## Your goal
State how many lines of the items below contain the word "printed". Give only the number.

## Source material
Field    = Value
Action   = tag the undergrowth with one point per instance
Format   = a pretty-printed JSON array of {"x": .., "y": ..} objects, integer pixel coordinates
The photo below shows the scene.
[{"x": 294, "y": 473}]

## Answer to the task
1